TEXTE FOURNI:
====================

Étant habitué à trouver des liens, là où parfois même il n’en peut exister ailleurs que dans mon esprit ou ma mémoire, en voyant ce film, je me suis souvenu.
Je me suis souvenu du fait que dans le proche village d’Ingrandes, au début du siècle précédent, se retira une femme, qui, afin de subvenir à ses besoins, se louait dans les fermes et les maisons bourgeoises pour exercer ses talents de cuisinière, elle avait auparavant connu les fastes de Paris en étant cuisinière de Gustave Eiffel. Ayant retrouvé, quelques heures plus tôt, une odeur agréable, qui éclairait de souvenirs heureux cette triste journée, je me suis souvenu d’autres d’odeurs que j’aime, afin de clore cette semaine au cours de laquelle mes séances de cinéma furent autant de promenades sensorielles. Ce fut ainsi que défilèrent successivement en ma mémoire cette singulière odeur que tous les automnes de mon enfance faisaient revenir à mes narines, que je n’ai plus sentie que fort rarement depuis, toujours les larmes aux yeux, l’odeur des feuilles des marronniers, d’une longue allée qui en comptait 42, et que l’on brûlait alors. Je me suis souvenu d’autres films, salé-sucré, Julie-Julia, le festin de Babette, tous en rapport avec la cuisine, révélant à quel point c’est un art, une communion, un acte d’amour, capables de transformer, jusqu’à l’intime, les êtres. Je me suis souvenu de livres, de discussions sur des recettes, sur des auteurs et des hommes comme Brillat-Savarin ou Lucullus mais aussi ce cher Proust, je me suis souvenu de la passion de Louis XIV pour les petits-pois, je me suis souvenu de Marie de Médicis et de ses pâtés de langues d’oiseaux. Je me suis revu dans des cuisines et leurs fourneaux en fonte, leurs cuisinières à bois, leurs gazinières, avec des femmes que je ne cesse d’aimer en dépit de leur absence. Je me suis souvenu de tartes aux prunes, de pains d’épice, de confitures de tous fruits, de châtaignes chaudes que mes cousins et moi confectionnions et dégustions enfants. Je me suis souvenu, je me suis souvenu, je me suis souvenu…
Tant de choses se trouvaient donc enfouies en moi, j’étais donc si bien parvenu à oublier ce que j’ai toujours aimé et quelques images, de plats variés, quelques tirades d’un film clamant, par la bouche d’un Jean d’Ormesson que je trouvai moins brillant qu’à l’ordinaire, les vertus de la cuisine de nos grand-mères, suffirent à faire remonter, affleurer en ma mémoire, telles les bulles d’un bouillon généreux qui mijote au coin du feu, tous ces souvenirs.
Que ce film, servi par la délicieuse Catherine Frot, de laquelle je demeure définitivement amoureux, sa démarche, sa voix, son maintien sont une composition des plus savoureuse, que ce film, disais-je mérite d’être vu. Il n’est pas extraordinaire, il ne sera pas encensé par les thuriféraires de la critique, il est parfois convenu, il use parfois de ficelles presque grossières, de celles qui servent à lier les viandes, mais il fut pour moi une délicieuse madeleine, telle celle si chère à Proust et sur laquelle, depuis ce matin, à la demande de madame de la Vieille Rédaction, les zélèves se trouvent mieux informés.
Ce film fut un repas à lui tout seul, repas simple et sans surprise, comme ces rôtis ou gâteaux du dimanche, qui reviennent inlassablement sur la table, dont on croît parfois se lasser, car on en croit deviner le goût et la saveur à l’avance et qui sont au contraire ces points fixes et ces invariants dont nos vies agitées et futiles on si souvent besoin, car ils sont l’expression du Temps qui passe sans passer, de ce temps passé par une mère aimante qui sait prendre le temps de faire plaisir plus que de nourrir. Ce film est un repas, ce film sera le plat que vous souhaiterez, il sera salé ou sucré, vous l’accommoderez à votre goût, vous en reprendrez ou pas, mais il vous laissera la sensation d’un moment savoureux, quoi qu’il arrive.

====================

MATÉRIEL FOURNI:

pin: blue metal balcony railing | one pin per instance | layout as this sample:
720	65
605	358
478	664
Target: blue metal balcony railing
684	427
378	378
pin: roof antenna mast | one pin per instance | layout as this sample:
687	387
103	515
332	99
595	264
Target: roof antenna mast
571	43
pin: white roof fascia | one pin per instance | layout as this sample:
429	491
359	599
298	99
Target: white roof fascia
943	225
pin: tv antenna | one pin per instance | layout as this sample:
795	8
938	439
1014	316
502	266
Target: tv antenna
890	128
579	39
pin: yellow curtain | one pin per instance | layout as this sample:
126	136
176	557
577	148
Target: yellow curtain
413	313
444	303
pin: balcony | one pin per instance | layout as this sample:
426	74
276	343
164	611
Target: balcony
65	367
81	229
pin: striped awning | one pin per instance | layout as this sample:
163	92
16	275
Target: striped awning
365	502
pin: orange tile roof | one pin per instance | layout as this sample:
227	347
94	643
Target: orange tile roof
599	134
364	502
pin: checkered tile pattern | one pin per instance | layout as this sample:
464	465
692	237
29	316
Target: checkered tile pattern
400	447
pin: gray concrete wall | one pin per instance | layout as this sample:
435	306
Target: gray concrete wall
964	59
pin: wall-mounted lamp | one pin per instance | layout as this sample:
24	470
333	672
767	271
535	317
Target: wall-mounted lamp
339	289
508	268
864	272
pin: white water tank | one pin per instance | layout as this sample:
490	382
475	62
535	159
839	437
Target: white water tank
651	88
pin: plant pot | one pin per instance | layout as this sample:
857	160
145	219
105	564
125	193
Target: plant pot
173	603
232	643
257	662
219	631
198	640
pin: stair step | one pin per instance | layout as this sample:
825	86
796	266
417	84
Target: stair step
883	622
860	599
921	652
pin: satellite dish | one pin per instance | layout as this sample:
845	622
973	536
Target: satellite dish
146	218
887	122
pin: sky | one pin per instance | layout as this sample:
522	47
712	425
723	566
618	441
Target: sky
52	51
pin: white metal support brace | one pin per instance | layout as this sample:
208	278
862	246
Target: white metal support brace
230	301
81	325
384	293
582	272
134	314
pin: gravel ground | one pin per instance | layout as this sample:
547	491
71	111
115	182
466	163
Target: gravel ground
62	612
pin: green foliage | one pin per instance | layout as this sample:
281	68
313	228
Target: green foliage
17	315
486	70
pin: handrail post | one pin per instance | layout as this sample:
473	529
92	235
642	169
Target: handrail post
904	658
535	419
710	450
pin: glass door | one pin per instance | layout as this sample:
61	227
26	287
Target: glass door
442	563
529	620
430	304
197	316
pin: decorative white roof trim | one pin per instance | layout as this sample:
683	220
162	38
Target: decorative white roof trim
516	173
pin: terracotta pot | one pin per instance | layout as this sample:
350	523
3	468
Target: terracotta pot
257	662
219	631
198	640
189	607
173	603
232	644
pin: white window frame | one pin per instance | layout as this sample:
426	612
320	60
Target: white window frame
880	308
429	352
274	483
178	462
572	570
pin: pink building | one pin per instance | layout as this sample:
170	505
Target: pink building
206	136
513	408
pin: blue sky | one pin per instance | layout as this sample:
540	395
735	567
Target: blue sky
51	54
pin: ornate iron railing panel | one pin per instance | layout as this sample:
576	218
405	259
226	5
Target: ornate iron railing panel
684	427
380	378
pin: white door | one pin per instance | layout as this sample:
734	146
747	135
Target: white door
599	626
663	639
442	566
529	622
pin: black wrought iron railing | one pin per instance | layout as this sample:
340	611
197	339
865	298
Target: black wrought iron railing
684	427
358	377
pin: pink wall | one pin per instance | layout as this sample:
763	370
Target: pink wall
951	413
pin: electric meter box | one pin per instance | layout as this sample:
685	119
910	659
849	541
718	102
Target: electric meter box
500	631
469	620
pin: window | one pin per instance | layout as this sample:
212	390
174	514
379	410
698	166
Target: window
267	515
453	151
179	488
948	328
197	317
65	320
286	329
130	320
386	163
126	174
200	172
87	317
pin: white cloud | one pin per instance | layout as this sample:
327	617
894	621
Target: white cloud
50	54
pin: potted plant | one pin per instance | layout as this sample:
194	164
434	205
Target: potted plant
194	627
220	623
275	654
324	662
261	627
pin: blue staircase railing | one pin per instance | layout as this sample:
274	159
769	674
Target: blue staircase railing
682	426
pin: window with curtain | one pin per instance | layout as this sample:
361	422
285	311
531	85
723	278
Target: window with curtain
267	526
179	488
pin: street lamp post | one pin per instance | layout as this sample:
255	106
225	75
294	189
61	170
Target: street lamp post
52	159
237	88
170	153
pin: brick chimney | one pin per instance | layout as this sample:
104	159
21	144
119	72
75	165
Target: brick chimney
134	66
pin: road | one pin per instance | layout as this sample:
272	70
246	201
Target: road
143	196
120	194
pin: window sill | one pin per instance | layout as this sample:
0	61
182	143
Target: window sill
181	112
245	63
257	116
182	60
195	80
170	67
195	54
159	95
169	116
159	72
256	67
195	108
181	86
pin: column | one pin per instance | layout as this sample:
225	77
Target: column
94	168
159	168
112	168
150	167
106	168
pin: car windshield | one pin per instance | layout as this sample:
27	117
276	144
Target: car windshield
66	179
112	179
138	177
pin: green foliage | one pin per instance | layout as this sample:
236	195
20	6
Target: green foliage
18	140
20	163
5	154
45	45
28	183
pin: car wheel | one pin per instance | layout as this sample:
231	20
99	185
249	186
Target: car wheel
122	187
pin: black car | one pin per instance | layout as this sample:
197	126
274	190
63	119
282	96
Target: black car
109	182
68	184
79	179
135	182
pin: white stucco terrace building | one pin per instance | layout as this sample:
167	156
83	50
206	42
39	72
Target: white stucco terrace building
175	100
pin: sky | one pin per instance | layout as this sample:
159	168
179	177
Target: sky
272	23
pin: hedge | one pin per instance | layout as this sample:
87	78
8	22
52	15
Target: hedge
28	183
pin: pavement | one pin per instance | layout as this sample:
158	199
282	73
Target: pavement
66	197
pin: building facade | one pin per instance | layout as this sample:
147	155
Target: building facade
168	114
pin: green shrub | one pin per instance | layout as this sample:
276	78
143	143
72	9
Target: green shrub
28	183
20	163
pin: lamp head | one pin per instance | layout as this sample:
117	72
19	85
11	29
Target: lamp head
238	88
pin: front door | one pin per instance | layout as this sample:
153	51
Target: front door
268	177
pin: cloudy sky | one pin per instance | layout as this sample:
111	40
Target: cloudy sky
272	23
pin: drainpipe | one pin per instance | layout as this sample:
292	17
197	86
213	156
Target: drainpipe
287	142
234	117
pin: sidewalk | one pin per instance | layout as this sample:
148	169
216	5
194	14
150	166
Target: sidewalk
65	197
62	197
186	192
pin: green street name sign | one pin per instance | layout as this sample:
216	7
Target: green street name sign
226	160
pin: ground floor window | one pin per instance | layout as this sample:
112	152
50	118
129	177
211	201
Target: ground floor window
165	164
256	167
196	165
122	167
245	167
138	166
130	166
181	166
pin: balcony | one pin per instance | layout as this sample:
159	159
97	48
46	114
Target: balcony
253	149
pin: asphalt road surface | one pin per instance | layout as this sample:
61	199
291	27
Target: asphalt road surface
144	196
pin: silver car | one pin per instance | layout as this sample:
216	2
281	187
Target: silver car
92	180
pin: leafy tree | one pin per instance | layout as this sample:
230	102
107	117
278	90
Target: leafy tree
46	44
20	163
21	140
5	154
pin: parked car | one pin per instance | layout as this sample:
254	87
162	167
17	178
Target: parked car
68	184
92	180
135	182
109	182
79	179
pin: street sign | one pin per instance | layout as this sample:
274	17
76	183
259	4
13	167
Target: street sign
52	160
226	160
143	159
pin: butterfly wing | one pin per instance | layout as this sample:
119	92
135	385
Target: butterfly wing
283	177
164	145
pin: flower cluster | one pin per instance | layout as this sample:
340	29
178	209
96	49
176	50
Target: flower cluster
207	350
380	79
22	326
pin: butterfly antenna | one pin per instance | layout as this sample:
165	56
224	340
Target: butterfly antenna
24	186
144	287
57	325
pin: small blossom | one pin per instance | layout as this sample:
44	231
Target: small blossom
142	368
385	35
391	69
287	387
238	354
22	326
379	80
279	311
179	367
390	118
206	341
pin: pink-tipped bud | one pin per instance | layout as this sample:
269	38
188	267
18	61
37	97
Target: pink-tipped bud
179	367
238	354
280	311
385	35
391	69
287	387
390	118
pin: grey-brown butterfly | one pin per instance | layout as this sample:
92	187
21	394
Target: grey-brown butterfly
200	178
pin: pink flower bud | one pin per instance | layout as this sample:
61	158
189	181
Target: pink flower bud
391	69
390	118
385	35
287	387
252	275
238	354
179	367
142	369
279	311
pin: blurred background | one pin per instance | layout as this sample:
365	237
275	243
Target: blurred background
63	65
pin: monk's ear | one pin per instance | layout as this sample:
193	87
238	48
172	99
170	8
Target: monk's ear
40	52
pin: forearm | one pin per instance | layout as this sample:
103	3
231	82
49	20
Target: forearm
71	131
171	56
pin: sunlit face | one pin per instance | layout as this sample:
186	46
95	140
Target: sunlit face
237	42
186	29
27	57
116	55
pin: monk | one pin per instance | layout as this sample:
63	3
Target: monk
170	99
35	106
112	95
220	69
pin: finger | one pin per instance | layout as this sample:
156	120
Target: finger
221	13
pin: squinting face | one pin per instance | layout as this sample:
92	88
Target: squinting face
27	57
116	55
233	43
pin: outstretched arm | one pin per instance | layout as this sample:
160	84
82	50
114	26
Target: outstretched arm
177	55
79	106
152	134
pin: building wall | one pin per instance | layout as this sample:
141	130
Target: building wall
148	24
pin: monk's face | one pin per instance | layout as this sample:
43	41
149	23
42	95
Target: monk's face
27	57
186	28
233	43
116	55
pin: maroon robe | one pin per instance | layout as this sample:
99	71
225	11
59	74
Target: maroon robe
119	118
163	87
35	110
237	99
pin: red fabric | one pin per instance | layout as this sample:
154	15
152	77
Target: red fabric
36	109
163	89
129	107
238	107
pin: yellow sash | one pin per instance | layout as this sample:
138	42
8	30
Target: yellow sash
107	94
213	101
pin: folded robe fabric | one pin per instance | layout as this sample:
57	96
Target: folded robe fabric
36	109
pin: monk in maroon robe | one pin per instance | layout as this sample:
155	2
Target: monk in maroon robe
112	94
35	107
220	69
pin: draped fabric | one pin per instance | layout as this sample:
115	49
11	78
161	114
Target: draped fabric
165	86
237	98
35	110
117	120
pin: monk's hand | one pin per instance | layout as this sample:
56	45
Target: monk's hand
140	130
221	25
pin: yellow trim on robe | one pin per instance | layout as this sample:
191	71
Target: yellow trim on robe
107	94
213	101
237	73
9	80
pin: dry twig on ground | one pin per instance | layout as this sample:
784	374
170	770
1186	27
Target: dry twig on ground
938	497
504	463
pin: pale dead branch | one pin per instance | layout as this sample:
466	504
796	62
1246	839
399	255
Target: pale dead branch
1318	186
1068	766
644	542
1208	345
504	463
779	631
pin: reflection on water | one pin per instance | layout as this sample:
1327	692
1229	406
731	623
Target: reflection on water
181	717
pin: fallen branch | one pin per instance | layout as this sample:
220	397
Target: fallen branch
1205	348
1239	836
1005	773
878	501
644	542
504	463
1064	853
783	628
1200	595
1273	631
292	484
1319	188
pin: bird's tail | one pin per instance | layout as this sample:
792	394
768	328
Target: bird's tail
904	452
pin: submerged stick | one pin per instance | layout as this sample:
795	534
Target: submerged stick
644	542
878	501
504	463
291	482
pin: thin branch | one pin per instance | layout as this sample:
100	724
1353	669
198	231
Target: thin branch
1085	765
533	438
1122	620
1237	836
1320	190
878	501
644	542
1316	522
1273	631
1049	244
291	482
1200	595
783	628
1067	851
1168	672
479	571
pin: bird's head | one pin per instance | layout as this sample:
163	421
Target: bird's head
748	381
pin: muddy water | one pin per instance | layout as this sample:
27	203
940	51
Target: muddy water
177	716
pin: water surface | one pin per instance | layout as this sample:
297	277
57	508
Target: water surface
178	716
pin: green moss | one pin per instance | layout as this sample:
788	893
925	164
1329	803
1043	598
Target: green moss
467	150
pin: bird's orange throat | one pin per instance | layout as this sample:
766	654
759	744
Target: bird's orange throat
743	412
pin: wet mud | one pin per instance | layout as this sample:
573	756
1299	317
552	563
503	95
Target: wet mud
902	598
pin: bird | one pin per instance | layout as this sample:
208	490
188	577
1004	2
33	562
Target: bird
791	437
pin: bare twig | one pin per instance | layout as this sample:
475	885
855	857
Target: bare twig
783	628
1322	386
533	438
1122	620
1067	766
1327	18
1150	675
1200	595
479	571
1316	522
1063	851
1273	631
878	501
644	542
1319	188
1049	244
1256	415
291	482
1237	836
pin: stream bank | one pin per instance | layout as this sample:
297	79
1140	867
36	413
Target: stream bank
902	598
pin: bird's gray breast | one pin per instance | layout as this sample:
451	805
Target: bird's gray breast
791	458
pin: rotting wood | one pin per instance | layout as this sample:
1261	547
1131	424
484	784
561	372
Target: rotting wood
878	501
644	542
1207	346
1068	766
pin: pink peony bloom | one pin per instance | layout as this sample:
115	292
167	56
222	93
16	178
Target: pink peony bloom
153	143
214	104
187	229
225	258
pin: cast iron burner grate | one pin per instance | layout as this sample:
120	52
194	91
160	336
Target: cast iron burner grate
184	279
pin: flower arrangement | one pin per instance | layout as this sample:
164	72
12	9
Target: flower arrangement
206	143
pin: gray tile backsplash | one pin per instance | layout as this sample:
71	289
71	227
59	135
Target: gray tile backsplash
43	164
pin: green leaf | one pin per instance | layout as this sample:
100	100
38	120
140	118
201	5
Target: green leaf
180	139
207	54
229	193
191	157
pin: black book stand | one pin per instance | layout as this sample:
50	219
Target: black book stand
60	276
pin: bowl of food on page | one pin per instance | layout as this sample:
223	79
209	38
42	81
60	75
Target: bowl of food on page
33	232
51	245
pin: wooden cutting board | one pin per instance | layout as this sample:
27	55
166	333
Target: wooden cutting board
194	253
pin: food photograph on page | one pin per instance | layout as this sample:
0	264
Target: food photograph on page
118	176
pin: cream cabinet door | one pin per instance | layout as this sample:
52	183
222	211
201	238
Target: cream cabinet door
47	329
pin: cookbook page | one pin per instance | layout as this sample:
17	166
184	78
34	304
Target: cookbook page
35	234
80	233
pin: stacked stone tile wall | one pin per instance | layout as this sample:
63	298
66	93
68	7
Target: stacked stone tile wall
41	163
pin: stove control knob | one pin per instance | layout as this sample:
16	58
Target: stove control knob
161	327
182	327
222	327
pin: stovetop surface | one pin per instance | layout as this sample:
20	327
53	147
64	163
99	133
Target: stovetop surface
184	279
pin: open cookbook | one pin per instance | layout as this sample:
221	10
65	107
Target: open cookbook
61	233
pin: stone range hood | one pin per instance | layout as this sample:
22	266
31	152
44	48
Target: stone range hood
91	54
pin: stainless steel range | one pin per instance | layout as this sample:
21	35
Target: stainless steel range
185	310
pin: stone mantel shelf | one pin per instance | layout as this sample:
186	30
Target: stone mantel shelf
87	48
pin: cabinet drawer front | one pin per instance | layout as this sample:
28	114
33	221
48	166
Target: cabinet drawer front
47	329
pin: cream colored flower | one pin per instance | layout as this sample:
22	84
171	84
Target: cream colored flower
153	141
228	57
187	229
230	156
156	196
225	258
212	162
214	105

====================

ACTIVITÉS:
- 1) Relevez dans le texte fourni toutes les préparations que l’auteur dit avoir confectionnées et dégustées, enfant, avec ses cousins.
- 2) D’après le texte fourni, chez qui la femme retirée à Ingrandes avait-elle été cuisinière à Paris ?
- 3) Réécrivez le passage du texte fourni qui commence par les mots « Étant habitué à » et s’achève sur « me suis souvenu. », en remplaçant « film » par « spectacle ».

CORRIGÉ:
- 1) Tartes aux prunes, pains d’épice, confitures de tous fruits, châtaignes chaudes.

- 2) Chez Gustave Eiffel.

- 3)
Étant habitué à trouver des liens, là où parfois même il n’en peut exister ailleurs que dans mon esprit ou ma mémoire, en voyant ce spectacle, je me suis souvenu.